_Exercise_
The answer must consist solely of the line that contains "Wildlife-survey input: mark every instance of the rifle" and all subsequent lines of the data, each reproduced exactly.
++++ Dataset excerpts
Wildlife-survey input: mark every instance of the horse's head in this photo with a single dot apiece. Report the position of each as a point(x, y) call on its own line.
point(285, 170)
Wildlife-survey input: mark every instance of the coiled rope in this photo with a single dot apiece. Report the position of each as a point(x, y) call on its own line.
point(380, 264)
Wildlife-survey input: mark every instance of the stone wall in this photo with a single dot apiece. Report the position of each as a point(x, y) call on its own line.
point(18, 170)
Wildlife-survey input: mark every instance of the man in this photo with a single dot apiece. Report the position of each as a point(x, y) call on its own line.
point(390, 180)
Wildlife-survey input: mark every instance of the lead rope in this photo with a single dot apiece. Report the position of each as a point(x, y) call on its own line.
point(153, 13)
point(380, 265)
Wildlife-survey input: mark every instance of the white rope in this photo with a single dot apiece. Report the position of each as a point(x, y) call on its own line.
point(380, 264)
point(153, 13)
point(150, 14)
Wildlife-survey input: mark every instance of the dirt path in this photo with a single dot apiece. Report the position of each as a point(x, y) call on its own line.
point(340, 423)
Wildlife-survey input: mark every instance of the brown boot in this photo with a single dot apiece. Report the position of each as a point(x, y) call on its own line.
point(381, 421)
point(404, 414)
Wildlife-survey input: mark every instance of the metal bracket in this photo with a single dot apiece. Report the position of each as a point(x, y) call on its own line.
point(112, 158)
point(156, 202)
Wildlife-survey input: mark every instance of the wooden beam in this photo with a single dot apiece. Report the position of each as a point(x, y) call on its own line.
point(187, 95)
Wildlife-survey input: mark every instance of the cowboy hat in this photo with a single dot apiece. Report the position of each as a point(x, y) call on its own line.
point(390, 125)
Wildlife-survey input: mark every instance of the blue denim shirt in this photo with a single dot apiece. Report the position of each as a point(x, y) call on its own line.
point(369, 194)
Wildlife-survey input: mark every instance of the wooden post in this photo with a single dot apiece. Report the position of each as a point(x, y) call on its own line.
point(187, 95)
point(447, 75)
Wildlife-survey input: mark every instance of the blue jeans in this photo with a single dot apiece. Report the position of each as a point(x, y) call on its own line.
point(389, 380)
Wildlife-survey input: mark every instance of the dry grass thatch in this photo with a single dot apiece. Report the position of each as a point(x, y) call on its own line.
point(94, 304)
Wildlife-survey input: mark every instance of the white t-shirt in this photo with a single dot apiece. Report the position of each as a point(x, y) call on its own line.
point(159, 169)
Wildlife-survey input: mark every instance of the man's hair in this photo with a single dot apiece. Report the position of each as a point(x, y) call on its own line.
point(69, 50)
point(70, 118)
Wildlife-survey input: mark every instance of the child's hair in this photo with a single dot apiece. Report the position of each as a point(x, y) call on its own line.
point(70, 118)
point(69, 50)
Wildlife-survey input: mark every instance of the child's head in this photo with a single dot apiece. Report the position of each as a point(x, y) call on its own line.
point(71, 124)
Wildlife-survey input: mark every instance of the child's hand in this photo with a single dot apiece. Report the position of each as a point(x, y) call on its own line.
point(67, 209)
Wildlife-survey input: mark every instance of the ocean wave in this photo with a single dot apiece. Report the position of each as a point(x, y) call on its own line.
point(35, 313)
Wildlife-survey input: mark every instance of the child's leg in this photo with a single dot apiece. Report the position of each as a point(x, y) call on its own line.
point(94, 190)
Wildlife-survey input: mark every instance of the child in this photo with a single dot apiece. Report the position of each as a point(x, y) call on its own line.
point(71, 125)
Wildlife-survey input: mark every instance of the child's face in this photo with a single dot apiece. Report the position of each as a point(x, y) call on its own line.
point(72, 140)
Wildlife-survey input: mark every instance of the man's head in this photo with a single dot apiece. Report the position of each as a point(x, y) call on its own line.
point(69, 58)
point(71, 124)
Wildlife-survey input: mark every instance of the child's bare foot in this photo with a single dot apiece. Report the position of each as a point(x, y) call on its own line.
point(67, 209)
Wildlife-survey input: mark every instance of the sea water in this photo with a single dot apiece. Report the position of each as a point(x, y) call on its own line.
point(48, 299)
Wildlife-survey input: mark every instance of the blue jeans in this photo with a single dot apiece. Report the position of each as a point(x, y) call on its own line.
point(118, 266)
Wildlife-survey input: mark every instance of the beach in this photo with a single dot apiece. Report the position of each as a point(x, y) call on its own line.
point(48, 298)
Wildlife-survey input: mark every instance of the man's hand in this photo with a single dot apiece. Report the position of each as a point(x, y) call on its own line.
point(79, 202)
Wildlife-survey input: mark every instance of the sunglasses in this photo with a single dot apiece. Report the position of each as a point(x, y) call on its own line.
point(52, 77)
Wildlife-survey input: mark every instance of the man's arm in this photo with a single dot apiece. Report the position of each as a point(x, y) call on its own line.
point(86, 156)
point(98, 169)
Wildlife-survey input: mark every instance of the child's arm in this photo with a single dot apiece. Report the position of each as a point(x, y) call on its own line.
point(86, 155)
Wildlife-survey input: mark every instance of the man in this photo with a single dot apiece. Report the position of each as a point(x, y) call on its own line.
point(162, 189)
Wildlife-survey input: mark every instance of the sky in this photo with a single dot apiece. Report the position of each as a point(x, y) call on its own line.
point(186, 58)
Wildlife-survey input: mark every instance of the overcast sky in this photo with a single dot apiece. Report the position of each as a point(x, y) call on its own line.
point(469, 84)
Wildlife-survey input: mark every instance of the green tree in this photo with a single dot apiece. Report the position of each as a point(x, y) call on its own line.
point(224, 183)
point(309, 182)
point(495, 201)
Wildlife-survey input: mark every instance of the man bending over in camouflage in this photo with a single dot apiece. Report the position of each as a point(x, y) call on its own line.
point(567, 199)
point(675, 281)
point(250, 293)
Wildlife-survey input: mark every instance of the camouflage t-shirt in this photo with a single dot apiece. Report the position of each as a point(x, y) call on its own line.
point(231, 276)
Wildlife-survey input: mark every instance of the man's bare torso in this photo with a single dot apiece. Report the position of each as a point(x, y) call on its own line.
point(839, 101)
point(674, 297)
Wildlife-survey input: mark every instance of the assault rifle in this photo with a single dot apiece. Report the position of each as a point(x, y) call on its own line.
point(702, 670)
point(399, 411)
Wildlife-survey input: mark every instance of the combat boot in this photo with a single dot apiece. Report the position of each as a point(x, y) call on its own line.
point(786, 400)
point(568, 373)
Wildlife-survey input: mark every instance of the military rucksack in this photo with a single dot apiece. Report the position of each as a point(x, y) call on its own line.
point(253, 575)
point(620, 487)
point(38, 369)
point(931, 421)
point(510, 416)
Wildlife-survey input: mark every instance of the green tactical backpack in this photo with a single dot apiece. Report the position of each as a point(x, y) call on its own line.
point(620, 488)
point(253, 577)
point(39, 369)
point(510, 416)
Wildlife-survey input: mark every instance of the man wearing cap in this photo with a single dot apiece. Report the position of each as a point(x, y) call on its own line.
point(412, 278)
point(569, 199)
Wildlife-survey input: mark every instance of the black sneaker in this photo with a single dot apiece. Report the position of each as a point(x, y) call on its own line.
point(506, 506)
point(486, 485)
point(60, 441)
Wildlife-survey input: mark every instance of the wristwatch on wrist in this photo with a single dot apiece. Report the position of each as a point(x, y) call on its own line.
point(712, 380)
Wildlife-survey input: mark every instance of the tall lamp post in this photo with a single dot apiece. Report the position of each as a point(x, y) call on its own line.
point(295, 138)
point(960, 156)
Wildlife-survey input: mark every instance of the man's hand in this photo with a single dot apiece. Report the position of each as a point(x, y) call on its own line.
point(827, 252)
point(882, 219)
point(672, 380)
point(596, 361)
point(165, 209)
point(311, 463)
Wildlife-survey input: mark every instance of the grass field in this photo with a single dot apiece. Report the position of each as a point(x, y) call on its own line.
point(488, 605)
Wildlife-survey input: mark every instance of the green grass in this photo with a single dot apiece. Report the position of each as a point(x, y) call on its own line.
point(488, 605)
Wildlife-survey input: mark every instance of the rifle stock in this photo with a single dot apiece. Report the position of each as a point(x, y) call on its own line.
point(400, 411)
++++++++
_Response to this exercise_
Wildlife-survey input: mark every instance of the rifle stock in this photo with a single dot apiece. Report the position of each as a point(x, y) call on its own line.
point(400, 411)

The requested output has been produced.